#### Goal
Copy out the stretch of rows from the beginning through the line containing "[0,26,32,123]", word for word.

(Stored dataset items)
* BEGIN *

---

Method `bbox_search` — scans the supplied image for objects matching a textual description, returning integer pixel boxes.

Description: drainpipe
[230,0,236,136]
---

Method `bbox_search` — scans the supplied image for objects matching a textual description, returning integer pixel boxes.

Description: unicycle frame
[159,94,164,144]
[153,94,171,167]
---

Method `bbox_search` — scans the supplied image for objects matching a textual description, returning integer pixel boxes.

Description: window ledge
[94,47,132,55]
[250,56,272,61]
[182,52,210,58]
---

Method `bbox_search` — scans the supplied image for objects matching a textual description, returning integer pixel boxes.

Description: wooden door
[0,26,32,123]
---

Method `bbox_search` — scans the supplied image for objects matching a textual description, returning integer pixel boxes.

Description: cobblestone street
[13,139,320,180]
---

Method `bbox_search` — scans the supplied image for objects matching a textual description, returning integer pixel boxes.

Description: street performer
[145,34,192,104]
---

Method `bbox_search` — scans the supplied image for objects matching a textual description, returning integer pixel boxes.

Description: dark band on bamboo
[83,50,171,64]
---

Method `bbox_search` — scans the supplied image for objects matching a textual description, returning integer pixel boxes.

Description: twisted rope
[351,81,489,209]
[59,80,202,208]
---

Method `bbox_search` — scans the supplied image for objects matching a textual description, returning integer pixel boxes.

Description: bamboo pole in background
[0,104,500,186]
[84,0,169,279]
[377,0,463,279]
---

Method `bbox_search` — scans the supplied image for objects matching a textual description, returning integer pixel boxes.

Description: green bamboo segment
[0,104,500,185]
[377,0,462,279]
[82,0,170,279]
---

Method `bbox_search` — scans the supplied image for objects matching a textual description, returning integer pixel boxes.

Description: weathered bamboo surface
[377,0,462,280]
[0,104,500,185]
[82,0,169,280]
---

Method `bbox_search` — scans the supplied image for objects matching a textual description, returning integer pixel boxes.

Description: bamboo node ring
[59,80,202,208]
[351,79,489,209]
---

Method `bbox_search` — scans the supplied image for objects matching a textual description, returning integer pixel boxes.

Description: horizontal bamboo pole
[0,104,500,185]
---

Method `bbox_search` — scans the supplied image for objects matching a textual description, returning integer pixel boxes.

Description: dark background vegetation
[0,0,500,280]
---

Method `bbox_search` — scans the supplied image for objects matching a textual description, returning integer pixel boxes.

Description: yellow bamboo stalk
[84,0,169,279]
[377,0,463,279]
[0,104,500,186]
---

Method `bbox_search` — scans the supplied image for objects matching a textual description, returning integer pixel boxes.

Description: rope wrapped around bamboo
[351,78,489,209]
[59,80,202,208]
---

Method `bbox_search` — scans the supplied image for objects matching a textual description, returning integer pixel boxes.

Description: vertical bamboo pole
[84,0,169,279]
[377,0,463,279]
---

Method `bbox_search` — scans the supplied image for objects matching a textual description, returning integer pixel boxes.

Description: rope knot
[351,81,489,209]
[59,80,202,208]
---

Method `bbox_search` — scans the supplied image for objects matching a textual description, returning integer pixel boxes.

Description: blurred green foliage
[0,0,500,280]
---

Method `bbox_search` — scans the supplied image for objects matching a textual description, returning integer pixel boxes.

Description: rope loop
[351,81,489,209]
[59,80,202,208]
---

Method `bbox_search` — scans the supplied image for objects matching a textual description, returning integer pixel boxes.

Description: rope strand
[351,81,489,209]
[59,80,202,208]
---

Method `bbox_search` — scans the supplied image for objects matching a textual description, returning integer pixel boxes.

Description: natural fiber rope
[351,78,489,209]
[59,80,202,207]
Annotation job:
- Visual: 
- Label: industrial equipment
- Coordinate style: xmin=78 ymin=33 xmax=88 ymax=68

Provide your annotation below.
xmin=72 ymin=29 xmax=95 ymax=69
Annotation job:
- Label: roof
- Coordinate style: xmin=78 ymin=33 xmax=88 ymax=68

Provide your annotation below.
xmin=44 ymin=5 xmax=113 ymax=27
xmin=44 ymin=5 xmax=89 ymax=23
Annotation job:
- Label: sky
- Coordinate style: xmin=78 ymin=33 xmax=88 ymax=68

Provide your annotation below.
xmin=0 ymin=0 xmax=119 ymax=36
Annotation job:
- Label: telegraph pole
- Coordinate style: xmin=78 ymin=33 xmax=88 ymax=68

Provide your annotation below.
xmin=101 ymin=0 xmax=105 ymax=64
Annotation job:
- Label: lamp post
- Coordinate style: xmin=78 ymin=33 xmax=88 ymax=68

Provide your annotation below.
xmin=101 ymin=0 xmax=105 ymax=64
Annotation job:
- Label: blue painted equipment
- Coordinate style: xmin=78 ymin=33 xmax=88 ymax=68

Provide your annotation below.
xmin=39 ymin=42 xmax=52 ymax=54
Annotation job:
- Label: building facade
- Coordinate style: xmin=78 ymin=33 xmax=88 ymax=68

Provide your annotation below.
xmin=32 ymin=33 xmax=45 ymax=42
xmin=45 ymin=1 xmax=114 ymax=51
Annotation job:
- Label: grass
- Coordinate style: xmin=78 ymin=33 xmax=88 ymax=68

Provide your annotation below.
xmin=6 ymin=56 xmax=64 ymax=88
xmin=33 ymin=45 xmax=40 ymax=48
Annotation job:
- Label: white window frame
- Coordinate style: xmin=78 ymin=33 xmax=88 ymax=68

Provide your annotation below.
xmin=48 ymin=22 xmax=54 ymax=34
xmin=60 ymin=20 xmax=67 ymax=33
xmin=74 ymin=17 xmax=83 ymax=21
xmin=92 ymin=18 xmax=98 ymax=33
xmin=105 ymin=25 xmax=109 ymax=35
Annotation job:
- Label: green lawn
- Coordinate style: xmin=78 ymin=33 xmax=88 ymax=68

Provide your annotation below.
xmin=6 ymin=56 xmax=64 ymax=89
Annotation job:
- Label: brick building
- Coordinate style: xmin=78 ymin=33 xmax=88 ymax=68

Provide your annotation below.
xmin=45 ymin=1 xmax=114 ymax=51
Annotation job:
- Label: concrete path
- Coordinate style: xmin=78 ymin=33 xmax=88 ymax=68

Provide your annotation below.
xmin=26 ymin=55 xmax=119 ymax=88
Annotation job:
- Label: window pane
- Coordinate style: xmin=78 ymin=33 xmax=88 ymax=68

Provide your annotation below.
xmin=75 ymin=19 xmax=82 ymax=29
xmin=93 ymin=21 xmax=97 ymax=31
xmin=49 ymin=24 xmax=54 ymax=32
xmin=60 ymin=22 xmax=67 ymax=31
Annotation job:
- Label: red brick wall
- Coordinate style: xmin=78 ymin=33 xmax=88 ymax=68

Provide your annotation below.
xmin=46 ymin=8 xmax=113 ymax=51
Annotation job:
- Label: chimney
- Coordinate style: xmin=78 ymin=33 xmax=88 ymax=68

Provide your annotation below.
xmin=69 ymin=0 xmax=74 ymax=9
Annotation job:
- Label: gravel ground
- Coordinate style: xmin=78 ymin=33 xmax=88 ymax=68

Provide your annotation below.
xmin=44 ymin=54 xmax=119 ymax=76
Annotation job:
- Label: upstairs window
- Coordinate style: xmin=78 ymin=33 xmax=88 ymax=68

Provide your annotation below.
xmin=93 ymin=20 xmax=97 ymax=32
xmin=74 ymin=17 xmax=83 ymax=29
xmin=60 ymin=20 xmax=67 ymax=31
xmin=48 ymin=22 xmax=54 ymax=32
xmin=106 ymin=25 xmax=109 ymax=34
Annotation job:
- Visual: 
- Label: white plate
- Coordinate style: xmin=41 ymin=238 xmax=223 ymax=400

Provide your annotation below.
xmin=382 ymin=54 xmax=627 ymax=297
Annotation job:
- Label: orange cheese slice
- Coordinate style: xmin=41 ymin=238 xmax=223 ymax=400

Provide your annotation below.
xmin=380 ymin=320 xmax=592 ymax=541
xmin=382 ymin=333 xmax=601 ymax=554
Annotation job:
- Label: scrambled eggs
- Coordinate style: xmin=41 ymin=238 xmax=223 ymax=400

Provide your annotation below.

* END *

#### Right answer
---

Method `bbox_search` — scans the supplied image for objects matching a textual description, returning integer pixel boxes.

Description: drainpipe
[230,0,236,136]
---

Method `bbox_search` — scans the supplied image for objects matching a textual description, returning integer pixel boxes.

Description: unicycle frame
[159,94,164,144]
[153,94,171,167]
---

Method `bbox_search` — scans the supplied image for objects matching a textual description, returning integer pixel boxes.

Description: window ledge
[94,47,132,55]
[250,56,272,61]
[182,52,210,58]
---

Method `bbox_search` — scans the supplied image for objects matching a textual description, returning integer pixel boxes.

Description: wooden door
[0,26,32,123]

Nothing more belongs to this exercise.